Stored records:
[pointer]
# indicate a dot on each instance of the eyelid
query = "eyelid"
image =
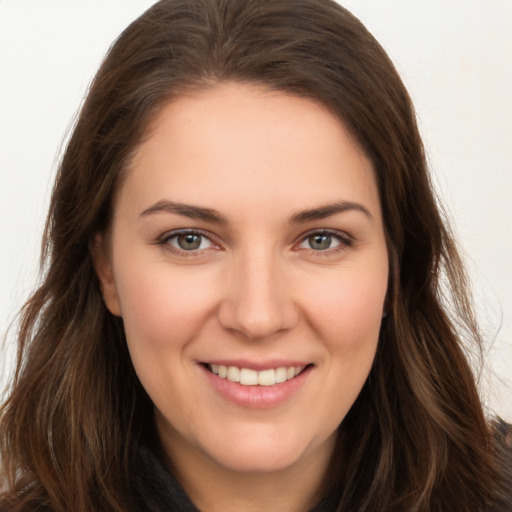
(342, 236)
(163, 240)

• **Aim of the exercise**:
Set down every entry above exactly as written, but skip the pictures.

• **Exercise result**:
[pointer]
# indicate a dot on each instance of the eyelid
query = "eyelid"
image =
(342, 236)
(163, 240)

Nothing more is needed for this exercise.